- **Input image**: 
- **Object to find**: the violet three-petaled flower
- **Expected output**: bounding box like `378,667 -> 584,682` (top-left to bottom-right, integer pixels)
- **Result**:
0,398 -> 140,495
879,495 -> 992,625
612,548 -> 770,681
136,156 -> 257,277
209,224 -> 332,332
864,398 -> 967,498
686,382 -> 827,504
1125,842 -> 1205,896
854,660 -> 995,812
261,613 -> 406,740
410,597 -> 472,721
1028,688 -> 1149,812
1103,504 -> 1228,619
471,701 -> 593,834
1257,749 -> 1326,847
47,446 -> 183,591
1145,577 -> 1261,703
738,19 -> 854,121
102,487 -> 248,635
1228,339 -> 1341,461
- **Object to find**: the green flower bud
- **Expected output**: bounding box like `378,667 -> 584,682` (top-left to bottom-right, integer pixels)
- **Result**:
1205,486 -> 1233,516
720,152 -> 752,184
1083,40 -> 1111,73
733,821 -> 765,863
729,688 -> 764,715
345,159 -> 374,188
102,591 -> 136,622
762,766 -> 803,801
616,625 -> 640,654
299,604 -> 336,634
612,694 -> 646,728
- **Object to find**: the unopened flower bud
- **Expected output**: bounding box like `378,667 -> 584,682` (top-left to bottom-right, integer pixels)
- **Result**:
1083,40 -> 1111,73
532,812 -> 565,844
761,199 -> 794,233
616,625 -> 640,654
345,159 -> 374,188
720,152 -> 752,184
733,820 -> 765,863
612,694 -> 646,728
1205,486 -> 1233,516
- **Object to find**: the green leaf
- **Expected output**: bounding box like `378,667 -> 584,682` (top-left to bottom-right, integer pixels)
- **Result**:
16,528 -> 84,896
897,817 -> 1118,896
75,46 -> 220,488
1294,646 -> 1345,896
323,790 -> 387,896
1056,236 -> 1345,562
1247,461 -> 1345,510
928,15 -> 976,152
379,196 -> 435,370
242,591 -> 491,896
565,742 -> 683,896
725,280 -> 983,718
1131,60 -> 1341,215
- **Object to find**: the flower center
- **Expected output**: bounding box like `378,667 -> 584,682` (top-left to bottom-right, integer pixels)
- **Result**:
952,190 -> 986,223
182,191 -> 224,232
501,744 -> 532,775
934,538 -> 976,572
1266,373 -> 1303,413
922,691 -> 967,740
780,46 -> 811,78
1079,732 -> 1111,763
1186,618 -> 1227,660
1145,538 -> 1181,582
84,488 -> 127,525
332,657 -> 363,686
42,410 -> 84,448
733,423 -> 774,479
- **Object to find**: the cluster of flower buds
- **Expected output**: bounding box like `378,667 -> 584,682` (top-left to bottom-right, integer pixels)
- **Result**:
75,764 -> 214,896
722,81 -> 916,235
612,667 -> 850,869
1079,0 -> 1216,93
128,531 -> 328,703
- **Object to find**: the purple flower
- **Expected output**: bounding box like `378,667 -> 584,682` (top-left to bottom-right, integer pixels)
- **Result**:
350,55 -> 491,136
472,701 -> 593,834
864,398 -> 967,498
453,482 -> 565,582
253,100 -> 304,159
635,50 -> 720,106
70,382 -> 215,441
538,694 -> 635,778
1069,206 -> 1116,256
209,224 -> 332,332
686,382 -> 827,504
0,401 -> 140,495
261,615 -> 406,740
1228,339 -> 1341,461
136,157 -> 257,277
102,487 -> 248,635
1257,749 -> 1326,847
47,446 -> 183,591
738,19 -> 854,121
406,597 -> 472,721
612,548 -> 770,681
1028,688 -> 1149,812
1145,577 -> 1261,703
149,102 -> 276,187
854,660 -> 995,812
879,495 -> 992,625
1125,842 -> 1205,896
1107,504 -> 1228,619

§ **Exercise goal**: Rewrite all the lines above, changing "bounding box" to "rectangle" wherever it occurs and leaving everything else the same.

§ **Output of the exercise**:
- **Input image**: 
- **Object to find**: the violet three-petaled flower
- **Expected output**: rectangle like `378,667 -> 584,682` (top-left to bottom-right, integer pixels)
- **Result**:
0,398 -> 140,495
879,495 -> 992,625
612,548 -> 770,681
136,156 -> 257,277
209,224 -> 332,332
864,398 -> 967,498
686,382 -> 827,504
1125,842 -> 1205,896
854,660 -> 995,812
261,613 -> 406,740
410,597 -> 472,721
1028,688 -> 1149,812
1103,504 -> 1228,619
471,701 -> 593,834
1257,749 -> 1326,847
47,446 -> 183,591
1145,577 -> 1261,703
738,19 -> 854,121
102,487 -> 248,635
1228,339 -> 1341,461
- **Object to find**: the green flower bud
- **Expected output**: rectangle like `378,667 -> 584,682` (top-left to bottom-right, integer pixels)
- **Result**:
1205,486 -> 1233,516
720,152 -> 752,184
1083,40 -> 1111,73
733,821 -> 765,863
729,688 -> 764,715
345,159 -> 374,188
102,591 -> 136,622
762,766 -> 803,801
616,625 -> 640,654
299,604 -> 336,634
612,694 -> 646,728
- **Object to find**: the unopened flower bud
- **Expected output**: rectangle like `378,667 -> 584,682` (top-left to bottom-right, integer pixels)
- **Result**:
1083,40 -> 1111,73
532,812 -> 565,844
761,199 -> 794,233
616,625 -> 640,654
345,159 -> 374,188
720,152 -> 752,184
733,820 -> 765,863
612,694 -> 646,728
1205,486 -> 1233,516
- **Object to find**: the green leaf
- **Expected output**: rectangle like `378,667 -> 584,682` (top-left to bottom-right, integer pixels)
- **Result**:
16,528 -> 84,896
897,817 -> 1118,896
75,46 -> 220,488
1294,646 -> 1345,896
323,790 -> 387,896
1056,236 -> 1345,562
1247,461 -> 1345,510
928,15 -> 976,152
379,196 -> 435,370
242,591 -> 491,896
565,742 -> 683,896
725,280 -> 983,718
1131,60 -> 1341,215
- **Object to find**: the flower center
- **Expected output**: rectangle like `378,667 -> 584,682` (top-left to bottom-right, integer pixels)
- **Result**:
952,190 -> 986,223
182,191 -> 224,232
501,744 -> 532,775
934,538 -> 976,572
1266,373 -> 1303,413
922,691 -> 967,740
780,46 -> 811,78
1079,732 -> 1111,763
1186,618 -> 1227,660
1145,538 -> 1181,582
84,488 -> 127,525
332,657 -> 363,686
42,410 -> 84,448
733,423 -> 774,479
- **Object to find**: the cluster of flower buds
- **Expected output**: rectangle like `378,667 -> 584,682` (top-left to bottom-right, integer pixels)
- **Result**:
75,764 -> 214,896
722,81 -> 916,235
612,667 -> 850,869
1079,0 -> 1216,93
128,531 -> 328,703
- **Object to find**: the purple flower
- **Expected output**: rectangle like `378,667 -> 584,682` (top-left to bottom-right, integer pixels)
- **Result**:
350,55 -> 491,136
472,701 -> 593,834
864,398 -> 967,498
453,482 -> 565,582
253,100 -> 304,159
635,50 -> 720,106
70,382 -> 215,441
538,694 -> 635,778
1069,206 -> 1116,256
209,224 -> 332,332
686,382 -> 827,504
0,401 -> 140,495
261,615 -> 406,740
1228,339 -> 1341,461
136,157 -> 257,277
102,487 -> 248,635
1257,749 -> 1326,847
47,446 -> 183,591
738,19 -> 854,121
406,597 -> 472,721
612,548 -> 770,681
1028,688 -> 1149,812
1145,577 -> 1261,703
149,102 -> 276,187
854,660 -> 995,812
879,495 -> 992,625
1125,842 -> 1205,896
1107,504 -> 1228,619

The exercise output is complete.